List each line of the data that holds the string "swimsuit", please.

(Records from a data collection)
'''
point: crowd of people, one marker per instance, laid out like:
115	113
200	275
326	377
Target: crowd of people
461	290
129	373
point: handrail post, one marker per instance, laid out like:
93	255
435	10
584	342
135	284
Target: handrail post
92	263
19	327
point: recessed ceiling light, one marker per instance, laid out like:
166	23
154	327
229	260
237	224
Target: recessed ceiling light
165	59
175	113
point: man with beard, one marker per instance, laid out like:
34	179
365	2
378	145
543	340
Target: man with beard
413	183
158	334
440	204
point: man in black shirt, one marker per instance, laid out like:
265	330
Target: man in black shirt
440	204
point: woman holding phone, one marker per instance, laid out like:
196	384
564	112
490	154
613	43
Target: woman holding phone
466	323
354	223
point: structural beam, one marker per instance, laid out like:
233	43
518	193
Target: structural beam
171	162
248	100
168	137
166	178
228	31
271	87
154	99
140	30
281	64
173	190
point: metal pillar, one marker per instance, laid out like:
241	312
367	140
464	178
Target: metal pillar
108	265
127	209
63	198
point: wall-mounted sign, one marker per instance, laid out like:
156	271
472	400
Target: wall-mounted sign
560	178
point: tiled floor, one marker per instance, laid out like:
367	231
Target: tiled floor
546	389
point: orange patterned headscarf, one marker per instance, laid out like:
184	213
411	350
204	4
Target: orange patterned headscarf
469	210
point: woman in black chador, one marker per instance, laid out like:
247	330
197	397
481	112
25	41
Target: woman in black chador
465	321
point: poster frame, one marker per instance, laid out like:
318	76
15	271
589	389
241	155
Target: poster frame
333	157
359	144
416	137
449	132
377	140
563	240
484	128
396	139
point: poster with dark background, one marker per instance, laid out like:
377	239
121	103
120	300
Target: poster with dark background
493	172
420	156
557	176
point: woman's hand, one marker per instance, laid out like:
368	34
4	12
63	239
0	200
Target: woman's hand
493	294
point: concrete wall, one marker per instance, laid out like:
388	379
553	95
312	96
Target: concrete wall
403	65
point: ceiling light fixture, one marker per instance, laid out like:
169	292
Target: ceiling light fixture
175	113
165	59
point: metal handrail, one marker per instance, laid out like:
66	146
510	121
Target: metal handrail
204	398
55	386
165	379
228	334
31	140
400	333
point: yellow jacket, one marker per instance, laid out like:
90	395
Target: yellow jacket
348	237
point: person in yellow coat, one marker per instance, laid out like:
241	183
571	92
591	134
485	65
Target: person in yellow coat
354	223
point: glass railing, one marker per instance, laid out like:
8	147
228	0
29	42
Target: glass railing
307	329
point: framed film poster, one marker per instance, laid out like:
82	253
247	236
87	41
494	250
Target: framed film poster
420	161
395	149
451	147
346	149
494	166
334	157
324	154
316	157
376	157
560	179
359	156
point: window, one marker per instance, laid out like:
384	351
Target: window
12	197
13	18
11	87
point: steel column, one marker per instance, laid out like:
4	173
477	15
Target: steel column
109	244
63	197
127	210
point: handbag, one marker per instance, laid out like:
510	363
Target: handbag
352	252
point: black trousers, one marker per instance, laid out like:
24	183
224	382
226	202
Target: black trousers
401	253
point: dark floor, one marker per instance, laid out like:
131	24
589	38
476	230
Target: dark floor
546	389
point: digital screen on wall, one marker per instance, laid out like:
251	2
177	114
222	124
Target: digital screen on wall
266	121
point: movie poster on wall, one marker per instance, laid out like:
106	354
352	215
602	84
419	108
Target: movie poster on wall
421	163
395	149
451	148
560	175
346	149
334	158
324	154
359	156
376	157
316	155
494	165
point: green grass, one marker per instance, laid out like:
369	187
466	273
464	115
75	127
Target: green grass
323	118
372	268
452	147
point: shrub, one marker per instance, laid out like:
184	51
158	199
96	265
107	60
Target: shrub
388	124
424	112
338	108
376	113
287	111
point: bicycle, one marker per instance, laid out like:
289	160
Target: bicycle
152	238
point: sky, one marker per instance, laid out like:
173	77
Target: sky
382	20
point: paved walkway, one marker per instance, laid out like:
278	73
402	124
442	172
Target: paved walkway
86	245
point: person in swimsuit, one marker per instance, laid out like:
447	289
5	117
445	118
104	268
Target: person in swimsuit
'''
### Result for this exercise
point: person in swimsuit, one marker per instance, laid out like:
Target: person in swimsuit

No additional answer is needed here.